→ **TASK DETAILS**
Copy out, word for word, the stretch of entries below from the line containing "If you could tag the truck" through the last line of the entries.

Pointing entries

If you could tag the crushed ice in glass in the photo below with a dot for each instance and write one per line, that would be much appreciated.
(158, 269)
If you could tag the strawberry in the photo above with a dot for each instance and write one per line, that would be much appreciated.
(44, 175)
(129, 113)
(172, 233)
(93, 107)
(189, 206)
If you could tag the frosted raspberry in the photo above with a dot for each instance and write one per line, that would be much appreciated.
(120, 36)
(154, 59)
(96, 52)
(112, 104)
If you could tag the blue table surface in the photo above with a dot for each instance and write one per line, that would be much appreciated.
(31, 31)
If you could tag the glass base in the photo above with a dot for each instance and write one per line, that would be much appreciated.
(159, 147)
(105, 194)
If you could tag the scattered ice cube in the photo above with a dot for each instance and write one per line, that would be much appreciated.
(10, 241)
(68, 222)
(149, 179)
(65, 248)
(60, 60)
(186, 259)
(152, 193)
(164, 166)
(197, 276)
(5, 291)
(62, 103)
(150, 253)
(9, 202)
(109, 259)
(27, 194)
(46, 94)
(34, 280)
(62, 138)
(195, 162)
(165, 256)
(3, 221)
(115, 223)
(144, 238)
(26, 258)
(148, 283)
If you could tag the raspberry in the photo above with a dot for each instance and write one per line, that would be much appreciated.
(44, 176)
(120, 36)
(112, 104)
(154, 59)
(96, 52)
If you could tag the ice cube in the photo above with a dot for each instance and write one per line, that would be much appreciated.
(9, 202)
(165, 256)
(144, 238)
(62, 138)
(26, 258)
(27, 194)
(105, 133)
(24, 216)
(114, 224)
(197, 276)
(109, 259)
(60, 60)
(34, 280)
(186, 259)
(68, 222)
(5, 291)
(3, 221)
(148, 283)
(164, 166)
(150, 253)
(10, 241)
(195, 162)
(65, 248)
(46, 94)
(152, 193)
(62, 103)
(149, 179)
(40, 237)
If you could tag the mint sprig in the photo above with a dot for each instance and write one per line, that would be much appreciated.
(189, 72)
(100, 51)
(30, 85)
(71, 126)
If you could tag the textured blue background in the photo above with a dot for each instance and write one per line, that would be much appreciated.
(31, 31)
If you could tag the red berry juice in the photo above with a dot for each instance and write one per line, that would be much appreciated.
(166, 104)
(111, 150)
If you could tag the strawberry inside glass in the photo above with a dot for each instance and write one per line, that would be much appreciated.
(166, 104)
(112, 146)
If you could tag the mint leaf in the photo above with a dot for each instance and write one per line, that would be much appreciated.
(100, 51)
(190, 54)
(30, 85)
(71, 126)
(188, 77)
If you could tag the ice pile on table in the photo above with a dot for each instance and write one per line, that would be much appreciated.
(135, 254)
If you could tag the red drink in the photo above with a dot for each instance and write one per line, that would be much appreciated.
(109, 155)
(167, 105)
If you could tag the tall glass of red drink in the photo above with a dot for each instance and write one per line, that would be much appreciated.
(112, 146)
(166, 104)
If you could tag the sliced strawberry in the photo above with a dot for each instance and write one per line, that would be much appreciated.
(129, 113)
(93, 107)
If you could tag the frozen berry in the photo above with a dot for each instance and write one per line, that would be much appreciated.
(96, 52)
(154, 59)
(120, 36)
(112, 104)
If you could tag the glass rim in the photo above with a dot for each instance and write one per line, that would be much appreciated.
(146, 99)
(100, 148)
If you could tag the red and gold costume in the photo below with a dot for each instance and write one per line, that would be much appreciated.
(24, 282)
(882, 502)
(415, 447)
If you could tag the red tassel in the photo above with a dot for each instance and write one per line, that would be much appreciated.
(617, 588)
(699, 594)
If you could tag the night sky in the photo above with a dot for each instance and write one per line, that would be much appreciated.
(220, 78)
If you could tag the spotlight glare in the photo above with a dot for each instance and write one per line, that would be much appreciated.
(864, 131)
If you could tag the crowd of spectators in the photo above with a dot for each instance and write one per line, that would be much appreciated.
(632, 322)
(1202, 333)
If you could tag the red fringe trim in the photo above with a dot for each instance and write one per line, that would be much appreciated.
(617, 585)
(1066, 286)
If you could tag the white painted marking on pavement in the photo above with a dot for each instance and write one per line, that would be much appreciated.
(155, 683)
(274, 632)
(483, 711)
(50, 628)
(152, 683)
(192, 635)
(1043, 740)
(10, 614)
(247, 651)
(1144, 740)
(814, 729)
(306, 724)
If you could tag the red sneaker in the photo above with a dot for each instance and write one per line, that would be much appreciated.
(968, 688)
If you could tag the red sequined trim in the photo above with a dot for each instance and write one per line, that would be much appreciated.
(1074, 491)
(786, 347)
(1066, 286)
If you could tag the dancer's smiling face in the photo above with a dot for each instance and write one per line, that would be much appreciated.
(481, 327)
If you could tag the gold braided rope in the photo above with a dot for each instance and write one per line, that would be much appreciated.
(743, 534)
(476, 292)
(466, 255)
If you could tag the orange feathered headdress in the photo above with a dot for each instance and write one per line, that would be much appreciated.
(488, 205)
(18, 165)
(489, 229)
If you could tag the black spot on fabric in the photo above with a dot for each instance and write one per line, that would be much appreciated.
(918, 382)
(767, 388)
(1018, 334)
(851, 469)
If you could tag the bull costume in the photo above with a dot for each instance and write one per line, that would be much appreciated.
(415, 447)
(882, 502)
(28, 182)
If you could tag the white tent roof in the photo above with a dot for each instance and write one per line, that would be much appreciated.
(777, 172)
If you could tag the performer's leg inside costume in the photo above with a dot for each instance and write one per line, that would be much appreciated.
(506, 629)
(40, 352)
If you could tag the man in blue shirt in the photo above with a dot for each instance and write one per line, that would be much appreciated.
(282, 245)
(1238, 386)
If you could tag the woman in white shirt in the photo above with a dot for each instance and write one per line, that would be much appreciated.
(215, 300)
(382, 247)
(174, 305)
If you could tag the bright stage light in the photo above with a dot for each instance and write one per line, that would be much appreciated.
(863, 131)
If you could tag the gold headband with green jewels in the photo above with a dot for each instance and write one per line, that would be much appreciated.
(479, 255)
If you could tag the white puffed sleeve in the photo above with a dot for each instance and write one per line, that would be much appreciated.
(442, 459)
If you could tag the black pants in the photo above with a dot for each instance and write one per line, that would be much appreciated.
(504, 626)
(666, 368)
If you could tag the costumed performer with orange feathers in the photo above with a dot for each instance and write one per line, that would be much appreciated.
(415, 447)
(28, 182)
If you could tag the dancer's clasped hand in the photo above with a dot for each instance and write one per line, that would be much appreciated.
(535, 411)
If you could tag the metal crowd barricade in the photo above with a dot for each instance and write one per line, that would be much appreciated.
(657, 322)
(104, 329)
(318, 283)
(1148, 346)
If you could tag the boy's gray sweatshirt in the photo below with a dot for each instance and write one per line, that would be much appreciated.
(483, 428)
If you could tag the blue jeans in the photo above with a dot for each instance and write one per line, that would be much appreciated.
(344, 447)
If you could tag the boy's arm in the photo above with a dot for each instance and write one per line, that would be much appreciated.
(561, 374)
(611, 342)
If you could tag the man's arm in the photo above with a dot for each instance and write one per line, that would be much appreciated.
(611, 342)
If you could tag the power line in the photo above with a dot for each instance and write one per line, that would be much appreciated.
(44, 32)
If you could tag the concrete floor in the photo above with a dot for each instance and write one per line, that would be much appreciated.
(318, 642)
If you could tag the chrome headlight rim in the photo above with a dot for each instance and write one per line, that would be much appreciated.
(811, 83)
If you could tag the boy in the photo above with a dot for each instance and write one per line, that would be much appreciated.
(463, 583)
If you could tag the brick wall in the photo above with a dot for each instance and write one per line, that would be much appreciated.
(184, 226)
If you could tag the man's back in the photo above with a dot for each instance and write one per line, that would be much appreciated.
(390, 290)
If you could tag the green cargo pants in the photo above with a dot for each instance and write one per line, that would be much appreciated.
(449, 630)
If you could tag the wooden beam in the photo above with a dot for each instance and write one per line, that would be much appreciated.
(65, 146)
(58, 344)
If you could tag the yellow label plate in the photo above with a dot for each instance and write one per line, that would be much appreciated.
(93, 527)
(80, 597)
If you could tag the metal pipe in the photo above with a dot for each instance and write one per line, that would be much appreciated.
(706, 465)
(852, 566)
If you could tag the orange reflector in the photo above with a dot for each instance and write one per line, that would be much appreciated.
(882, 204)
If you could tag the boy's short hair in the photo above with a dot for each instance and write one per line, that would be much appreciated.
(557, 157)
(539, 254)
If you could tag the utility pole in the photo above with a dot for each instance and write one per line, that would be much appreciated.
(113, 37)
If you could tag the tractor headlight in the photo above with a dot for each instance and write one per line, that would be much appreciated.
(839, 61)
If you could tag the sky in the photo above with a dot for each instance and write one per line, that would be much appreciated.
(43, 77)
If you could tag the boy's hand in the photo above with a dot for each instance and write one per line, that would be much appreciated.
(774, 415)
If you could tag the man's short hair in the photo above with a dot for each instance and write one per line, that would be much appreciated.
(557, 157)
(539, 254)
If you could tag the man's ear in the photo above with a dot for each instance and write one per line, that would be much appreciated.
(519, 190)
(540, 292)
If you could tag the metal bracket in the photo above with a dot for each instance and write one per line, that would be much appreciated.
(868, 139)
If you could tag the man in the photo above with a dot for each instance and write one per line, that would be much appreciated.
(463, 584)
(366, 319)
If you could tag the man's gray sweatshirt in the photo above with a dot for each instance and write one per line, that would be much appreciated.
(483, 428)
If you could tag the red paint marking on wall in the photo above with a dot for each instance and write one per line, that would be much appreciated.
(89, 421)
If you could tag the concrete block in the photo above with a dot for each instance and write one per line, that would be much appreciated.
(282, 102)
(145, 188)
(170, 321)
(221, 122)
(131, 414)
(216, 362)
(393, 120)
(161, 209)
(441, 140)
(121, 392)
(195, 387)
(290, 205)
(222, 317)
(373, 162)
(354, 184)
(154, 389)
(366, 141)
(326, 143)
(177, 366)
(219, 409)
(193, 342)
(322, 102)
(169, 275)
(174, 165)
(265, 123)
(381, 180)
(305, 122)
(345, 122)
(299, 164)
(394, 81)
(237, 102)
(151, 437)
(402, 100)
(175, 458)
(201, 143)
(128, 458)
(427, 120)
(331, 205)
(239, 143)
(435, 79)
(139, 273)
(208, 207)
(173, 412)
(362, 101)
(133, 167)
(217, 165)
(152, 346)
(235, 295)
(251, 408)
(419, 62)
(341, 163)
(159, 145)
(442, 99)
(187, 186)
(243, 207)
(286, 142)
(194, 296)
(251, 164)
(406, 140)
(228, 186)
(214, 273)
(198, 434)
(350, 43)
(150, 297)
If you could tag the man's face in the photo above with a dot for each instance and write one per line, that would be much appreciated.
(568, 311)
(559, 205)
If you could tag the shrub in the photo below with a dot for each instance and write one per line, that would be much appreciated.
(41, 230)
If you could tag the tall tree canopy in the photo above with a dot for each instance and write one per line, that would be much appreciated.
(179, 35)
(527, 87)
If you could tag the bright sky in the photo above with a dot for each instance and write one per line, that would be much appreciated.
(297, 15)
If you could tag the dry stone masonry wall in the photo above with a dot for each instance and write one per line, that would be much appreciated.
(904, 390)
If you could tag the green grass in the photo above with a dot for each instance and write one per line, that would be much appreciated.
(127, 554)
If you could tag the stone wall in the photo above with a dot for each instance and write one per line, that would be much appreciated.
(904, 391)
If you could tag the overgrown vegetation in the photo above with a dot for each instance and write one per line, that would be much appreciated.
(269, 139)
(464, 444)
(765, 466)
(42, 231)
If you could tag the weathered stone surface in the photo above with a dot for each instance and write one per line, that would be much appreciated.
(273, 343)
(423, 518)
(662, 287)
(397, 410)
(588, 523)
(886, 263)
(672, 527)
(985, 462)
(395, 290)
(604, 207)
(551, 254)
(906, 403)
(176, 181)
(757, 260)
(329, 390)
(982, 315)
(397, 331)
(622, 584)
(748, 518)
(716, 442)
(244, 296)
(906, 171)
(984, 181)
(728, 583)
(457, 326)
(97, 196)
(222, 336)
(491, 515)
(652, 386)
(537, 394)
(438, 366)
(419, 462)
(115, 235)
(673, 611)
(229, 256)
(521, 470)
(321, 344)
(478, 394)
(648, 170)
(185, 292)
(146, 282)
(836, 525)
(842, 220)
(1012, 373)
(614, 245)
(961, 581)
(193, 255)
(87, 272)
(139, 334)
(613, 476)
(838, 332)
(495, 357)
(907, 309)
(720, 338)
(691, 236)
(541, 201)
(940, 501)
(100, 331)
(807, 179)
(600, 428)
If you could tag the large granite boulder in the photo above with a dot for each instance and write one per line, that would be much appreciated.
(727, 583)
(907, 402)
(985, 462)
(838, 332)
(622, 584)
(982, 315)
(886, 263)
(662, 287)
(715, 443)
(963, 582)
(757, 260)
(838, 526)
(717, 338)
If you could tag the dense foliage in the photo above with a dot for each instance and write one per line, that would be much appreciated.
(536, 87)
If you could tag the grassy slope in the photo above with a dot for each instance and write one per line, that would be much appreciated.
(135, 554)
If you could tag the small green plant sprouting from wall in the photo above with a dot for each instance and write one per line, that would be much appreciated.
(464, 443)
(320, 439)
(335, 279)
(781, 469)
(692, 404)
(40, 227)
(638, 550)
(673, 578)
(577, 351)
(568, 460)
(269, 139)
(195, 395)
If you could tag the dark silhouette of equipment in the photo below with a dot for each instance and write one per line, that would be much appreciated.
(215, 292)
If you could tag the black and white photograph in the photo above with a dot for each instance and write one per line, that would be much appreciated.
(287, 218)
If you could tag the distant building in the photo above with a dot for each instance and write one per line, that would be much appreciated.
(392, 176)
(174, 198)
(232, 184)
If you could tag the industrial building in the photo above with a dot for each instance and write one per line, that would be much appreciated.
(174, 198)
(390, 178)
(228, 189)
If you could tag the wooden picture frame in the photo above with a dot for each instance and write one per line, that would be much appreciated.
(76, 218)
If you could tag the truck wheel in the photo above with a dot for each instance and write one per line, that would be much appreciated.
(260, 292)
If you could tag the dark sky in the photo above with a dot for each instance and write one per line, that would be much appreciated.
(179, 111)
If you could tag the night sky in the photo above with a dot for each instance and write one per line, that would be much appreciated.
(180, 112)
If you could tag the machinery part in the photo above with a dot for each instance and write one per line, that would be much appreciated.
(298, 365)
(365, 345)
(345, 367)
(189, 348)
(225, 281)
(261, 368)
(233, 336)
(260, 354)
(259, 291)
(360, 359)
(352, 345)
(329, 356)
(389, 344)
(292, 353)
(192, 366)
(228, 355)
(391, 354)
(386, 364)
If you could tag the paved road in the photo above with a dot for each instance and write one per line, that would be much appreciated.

→ **WRITTEN ANSWER**
If you could tag the truck wheel in the photo above with a dot for each instance and write one per line, that would be much appreciated.
(260, 292)
If you could tag the dark sky in the photo above with a dot for each instance and write one per line, that would be much appreciated.
(179, 111)
If you could tag the night sky in the photo above with a dot for each instance and write one per line, that would be much appreciated.
(180, 112)
If you could tag the machinery part in the photo above with a dot for each instance and write one per line, that would be much appreciated.
(298, 365)
(365, 345)
(345, 367)
(189, 348)
(225, 281)
(261, 368)
(233, 336)
(260, 354)
(259, 291)
(360, 359)
(352, 345)
(329, 356)
(389, 344)
(292, 353)
(192, 366)
(228, 355)
(391, 354)
(386, 364)
If you could tag the paved road in the photo above with a dot for each instance and write one per line, that would be much appreciated.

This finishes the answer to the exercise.